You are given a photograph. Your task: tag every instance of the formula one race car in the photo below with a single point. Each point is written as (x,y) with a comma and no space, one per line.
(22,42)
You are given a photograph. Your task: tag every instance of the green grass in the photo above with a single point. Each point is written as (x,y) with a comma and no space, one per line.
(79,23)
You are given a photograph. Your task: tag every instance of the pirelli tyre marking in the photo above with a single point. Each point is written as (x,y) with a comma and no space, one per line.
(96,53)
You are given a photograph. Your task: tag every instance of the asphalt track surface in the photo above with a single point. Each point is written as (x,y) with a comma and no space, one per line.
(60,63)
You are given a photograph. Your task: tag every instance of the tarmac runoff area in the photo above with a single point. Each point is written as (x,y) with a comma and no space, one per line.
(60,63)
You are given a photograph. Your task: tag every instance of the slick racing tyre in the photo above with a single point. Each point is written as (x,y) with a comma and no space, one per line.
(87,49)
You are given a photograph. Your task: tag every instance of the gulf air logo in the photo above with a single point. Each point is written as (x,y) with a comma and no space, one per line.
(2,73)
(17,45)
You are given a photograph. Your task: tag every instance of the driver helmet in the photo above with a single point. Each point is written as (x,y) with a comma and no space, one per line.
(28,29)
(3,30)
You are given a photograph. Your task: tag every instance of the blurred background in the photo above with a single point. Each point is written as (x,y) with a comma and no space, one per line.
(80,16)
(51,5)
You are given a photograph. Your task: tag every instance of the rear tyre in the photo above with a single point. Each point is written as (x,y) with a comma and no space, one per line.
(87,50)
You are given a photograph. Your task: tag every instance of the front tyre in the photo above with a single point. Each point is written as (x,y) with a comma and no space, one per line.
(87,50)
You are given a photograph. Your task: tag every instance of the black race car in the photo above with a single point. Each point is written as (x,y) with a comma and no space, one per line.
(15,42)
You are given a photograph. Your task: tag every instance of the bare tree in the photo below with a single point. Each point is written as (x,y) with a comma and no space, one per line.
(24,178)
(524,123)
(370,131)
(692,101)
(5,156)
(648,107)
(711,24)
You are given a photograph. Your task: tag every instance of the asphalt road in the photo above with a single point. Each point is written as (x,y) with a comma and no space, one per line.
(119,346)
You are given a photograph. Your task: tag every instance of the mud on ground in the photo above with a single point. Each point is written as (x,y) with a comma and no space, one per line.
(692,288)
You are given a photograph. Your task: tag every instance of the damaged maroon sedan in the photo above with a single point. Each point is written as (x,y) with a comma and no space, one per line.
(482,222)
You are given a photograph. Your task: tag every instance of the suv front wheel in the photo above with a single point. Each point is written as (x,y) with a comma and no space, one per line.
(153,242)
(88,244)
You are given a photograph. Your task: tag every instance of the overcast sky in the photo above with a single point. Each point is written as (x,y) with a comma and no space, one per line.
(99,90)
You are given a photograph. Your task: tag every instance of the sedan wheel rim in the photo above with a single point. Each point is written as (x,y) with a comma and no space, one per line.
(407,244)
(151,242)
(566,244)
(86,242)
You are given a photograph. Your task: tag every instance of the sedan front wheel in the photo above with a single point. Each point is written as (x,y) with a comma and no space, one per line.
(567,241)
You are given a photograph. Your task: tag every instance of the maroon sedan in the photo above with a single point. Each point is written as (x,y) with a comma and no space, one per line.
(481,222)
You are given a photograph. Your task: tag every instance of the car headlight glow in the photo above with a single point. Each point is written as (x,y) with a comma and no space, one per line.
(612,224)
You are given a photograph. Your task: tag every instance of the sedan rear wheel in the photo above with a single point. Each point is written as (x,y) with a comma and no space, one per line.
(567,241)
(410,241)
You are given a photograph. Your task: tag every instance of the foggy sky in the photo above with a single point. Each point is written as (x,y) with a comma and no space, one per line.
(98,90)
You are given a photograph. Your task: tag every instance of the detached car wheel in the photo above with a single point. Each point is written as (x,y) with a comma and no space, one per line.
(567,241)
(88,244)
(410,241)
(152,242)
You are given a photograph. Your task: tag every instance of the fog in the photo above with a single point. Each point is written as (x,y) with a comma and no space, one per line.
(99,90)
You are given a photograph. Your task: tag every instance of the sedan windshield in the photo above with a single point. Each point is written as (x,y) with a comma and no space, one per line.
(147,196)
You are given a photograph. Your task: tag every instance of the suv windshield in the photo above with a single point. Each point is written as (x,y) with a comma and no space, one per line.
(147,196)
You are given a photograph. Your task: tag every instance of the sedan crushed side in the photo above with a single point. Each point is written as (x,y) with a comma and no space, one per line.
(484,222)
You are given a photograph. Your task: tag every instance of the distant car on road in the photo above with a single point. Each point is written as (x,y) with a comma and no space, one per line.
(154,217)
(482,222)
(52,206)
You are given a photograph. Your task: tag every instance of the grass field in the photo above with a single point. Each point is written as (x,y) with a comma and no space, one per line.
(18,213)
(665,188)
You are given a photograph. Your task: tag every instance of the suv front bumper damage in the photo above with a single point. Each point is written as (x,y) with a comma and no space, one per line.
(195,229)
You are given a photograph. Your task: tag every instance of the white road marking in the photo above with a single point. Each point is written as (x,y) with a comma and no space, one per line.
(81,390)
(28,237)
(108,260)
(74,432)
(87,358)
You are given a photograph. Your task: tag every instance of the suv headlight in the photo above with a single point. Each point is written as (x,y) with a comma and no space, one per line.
---------------
To do ->
Copy every line exactly. Leave nothing out.

Output below ->
You are given a photograph. Your task: tag every instance of the formula one race car in the photo below with a single point. Each point is written as (x,y) with a comma and no space, one per line.
(22,42)
You are given a photograph. Your task: tag every instance of the green grass in the photo above with a single point. Each point is written as (x,y) with a comma and no space, one per line.
(79,23)
You are given a photograph. Your task: tag every instance of the pirelli tyre marking in the photo above with a single point. Each point is written as (x,y) with a comma and no space, one per line.
(96,53)
You are given a photograph. Your task: tag every instance of the asphalt track surface in the photo above with a single point. Each point is written as (x,y) with a comma and no space, one per line.
(60,63)
You are given a photograph. Your task: tag every instance of the tarmac runoff area in the photo above with a single point. Each point is written as (x,y) with a comma and no space, one per line.
(60,63)
You are given a photograph. Your task: tag every instance of the slick racing tyre in the photo above with a single point. Each point is written as (x,y) with a comma and no space, one per line.
(87,49)
You are given a photograph. Your task: tag every instance of the gulf air logo in the photo above with a single point. Each point is written as (x,y) with a comma and no space, one per line.
(2,73)
(17,45)
You are given a photograph. Your task: tag every instance of the driver helmet in the photo above with a single point. Each point is written as (x,y) with a comma and no space, one per line.
(28,29)
(3,30)
You are given a photograph. Your task: tag every instance of the blurred background in the photo above with a single point. Each point is written as (x,y) with a comma and no space, one per line.
(80,16)
(51,5)
You are given a photograph. Your task: tag every instance of the rear tyre in the photo above with a single point. Each point is written as (x,y) with a comma and no space, one per line.
(87,50)
You are given a photograph. Your task: tag every instance of the front tyre in the photo above with a single point. Each point is written as (x,y) with a comma and no space, one per line.
(87,50)
You are given a photograph. Your task: tag every instance of the black race car in the photo above with a single point. Each point is written as (x,y) with a comma and no space, one per line.
(15,42)
You are given a photograph. Your task: tag every instance of the bare tree in the photo below with a single point. Each point is written as (x,y) with a comma and no space, one per line.
(24,178)
(524,123)
(370,131)
(692,101)
(5,156)
(648,107)
(711,24)
You are given a photograph. Your task: tag every instance of the asphalt road in the photo above with a single point. Each point is written as (x,y) with a comma and no space, one per line.
(119,346)
You are given a photograph. Your task: tag every instance of the mud on ground in the photo above with a single point. Each point is written as (x,y) with a comma and no space, one per line.
(692,288)
You are given a photograph. Your task: tag every instance of the damaged maroon sedan in the photo above with a single point. Each point is written as (x,y) with a comma and no space, one per line.
(482,222)
You are given a photograph. Your task: tag every instance of the suv front wheel in the photo above with a single point. Each point is written as (x,y) with a comma and no space, one per line.
(153,242)
(88,244)
You are given a photograph. Your task: tag every instance of the overcast sky in the photo above with a single point. Each point is written as (x,y) with a comma and no space, one per line.
(99,90)
You are given a photograph. Your task: tag every instance of the sedan wheel rim in the photo above with a single point. Each point is written as (x,y) with a comma and no space, one per line.
(407,244)
(151,242)
(566,244)
(86,242)
You are given a photograph. Your task: tag every instance of the sedan front wheel in the photo above with a single point. Each point is written as (x,y) with a comma and no space, one per line.
(567,241)
You are given a photograph. Your task: tag every instance of the maroon sedan in the photo above with a single point. Each point is written as (x,y) with a comma and no space, one per line.
(481,222)
You are given a photograph. Your task: tag every instance of the car headlight glow in the photo above with a single point. Each point is written as (x,y) with a comma and no space, one per line.
(612,224)
You are given a photograph. Your task: tag every instance of the sedan rear wheel in the photo above with a single point. Each point is written as (x,y) with a comma and no space, one per line.
(567,241)
(410,241)
You are given a photograph. Your task: tag every instance of the foggy sky in the photo above with a single point. Each point is written as (x,y) with a comma and no space, one per line.
(98,90)
You are given a photograph. Your task: tag every instance of the detached car wheel in the photo above with a single point. Each point is written as (x,y) with a comma and no space, one per line.
(567,241)
(88,244)
(410,241)
(152,242)
You are given a photograph. Your task: tag every instance of the fog in the photo above with a single point. Each point is written as (x,y) with a comma and no space, one per line.
(99,90)
You are given a photograph. Your task: tag every instance of the sedan windshield in the photo above with a single point. Each point is written as (x,y) with a comma and no space, one per line.
(147,196)
You are given a photograph. Your task: tag every instance of the suv windshield in the photo above with a single point. Each point is written as (x,y) with a comma and no space, one per line.
(147,196)
You are given a photograph. Your task: tag every instance of the sedan crushed side in the photo above with a single point. Each point is written as (x,y) with a comma and no space, one per line.
(484,222)
You are given a photograph. Your task: tag every instance of the distant car on road in the photo above with a single point. Each point is written as (x,y) with a comma and no space, one per line.
(154,217)
(482,222)
(52,206)
You are given a photograph. Your task: tag every instance of the grass field in the photo above with a single point. Each point is written as (x,y) with a comma and no space, one per line.
(18,213)
(665,188)
You are given a photograph. Your task: tag every instance of the suv front bumper damage in the photo above with a single point. Each point is written as (x,y) with a comma and no space, one per line.
(195,229)
You are given a photograph. Your task: tag every instance of the white road marking in the photo above with a single point. Each point is written as (x,y) with a comma and no space, one per line.
(81,390)
(28,237)
(108,260)
(74,432)
(87,358)
You are given a photograph. Your task: tag every instance of the suv headlight in the photo above with a single point. Each point is written as (x,y) with a comma and no space, one per line.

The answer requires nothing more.